## Required work
List each line of the entries below that contains the word "shutter", copying every such line in full. Case counts.

## Information provided
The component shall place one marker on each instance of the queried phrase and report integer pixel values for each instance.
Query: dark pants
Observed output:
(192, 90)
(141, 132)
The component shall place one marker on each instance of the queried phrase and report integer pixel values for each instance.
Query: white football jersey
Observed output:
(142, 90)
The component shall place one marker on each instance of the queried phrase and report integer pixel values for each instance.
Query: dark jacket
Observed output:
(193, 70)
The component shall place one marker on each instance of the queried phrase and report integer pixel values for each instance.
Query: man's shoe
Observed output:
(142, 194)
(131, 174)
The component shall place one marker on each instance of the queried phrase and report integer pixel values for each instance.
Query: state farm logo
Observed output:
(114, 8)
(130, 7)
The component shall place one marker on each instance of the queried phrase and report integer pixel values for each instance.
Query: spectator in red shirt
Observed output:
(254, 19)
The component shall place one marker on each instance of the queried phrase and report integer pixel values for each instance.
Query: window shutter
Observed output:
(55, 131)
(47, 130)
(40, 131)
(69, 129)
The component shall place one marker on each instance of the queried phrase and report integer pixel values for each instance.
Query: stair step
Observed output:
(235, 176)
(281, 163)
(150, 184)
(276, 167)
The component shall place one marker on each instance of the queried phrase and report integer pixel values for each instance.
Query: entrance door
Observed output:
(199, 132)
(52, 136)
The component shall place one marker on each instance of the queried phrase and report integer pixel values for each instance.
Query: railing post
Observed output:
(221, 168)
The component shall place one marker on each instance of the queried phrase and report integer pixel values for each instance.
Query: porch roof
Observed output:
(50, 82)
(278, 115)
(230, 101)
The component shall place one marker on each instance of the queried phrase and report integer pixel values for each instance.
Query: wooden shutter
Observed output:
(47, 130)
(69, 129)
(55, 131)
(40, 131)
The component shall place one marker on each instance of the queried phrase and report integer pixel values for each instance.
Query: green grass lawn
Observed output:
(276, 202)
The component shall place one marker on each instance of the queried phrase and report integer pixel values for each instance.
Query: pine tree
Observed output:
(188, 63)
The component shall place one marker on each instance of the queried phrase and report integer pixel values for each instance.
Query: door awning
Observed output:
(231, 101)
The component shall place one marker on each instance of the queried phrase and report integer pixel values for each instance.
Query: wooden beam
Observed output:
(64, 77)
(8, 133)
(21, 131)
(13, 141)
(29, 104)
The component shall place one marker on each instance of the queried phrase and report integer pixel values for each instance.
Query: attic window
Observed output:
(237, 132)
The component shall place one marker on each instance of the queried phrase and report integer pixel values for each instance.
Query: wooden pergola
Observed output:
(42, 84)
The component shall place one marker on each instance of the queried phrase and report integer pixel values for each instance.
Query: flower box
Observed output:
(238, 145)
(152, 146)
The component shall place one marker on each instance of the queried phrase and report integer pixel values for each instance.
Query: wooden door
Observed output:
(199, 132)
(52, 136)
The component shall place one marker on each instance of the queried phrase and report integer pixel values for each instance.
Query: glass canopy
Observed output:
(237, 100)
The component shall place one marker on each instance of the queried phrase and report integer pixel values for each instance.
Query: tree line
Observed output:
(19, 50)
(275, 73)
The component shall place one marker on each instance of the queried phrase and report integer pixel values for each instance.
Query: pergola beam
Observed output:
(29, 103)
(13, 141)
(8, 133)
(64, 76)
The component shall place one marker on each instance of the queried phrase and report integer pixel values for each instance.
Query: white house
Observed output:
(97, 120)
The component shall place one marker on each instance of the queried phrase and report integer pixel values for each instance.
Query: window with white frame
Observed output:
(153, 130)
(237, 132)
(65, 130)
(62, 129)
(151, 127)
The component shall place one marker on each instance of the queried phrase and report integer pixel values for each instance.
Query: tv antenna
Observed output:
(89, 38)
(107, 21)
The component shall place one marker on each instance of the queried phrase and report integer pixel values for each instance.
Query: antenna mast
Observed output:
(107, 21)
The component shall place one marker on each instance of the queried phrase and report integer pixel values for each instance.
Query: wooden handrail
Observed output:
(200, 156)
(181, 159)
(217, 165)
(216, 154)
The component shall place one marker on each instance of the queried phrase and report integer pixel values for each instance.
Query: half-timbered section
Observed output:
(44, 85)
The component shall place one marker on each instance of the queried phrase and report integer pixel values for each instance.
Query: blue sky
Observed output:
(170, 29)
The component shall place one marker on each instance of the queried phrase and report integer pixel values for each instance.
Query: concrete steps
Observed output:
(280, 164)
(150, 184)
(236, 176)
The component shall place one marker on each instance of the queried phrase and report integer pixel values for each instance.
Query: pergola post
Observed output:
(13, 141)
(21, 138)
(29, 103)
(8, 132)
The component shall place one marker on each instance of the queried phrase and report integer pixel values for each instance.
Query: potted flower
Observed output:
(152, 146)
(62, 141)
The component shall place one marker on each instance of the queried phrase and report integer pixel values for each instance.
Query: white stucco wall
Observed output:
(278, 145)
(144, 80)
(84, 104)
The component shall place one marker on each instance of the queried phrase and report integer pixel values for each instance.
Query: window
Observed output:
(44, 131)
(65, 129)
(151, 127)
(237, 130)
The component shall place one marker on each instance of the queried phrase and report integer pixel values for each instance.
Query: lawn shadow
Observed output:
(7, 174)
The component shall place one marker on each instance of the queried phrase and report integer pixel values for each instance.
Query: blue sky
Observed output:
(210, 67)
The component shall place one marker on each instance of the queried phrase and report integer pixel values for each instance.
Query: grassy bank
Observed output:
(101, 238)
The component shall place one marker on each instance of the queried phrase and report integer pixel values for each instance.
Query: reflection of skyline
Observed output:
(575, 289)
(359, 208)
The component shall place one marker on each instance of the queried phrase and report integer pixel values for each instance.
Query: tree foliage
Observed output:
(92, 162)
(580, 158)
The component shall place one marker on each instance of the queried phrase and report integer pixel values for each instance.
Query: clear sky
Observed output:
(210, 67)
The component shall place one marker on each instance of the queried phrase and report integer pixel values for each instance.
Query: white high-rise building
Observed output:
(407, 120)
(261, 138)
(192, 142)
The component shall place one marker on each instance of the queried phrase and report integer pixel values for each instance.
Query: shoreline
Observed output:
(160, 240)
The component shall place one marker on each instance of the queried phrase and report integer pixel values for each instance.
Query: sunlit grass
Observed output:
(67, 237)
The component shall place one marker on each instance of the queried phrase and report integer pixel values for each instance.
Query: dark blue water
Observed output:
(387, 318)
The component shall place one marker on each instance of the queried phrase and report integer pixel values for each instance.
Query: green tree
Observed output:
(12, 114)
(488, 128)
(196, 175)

## Task solution
Query: window shutter
Query: wooden shutter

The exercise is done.